━━━ DATASET EXCERPTS ━━━
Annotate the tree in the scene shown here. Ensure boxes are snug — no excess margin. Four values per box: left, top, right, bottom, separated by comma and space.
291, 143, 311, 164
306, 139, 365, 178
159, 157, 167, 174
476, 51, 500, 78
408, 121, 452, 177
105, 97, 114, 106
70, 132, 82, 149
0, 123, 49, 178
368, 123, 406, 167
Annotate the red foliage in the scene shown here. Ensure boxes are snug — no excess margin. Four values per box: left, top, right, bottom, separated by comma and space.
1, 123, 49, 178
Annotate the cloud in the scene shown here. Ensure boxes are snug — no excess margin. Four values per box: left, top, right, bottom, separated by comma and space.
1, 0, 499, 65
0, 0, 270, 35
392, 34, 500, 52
━━━
### PROBLEM TO WORK ON
Each entry above has to be transcribed exactly as it appears.

### RESPONSE TO THIS EXERCISE
Annotate the tree in the scene shown here. Ensure boxes are snug — no excess margin. Four values per box: left, top, right, bottom, separated by comma and space.
291, 143, 311, 164
306, 139, 365, 178
159, 157, 167, 174
476, 51, 500, 78
408, 121, 452, 177
105, 97, 114, 106
70, 132, 82, 149
0, 123, 49, 178
368, 123, 406, 167
Annotate the red foliage in the scene shown here. Ensure boxes are snug — no excess margin. Four values per box: left, top, right, bottom, separated by comma and space.
1, 123, 49, 178
Annotate the cloud in the scene shown here. Ensure boxes are snug — no excess margin. Four values per box: left, top, right, bottom, separated by comma and space.
1, 0, 499, 65
0, 0, 270, 35
392, 34, 500, 52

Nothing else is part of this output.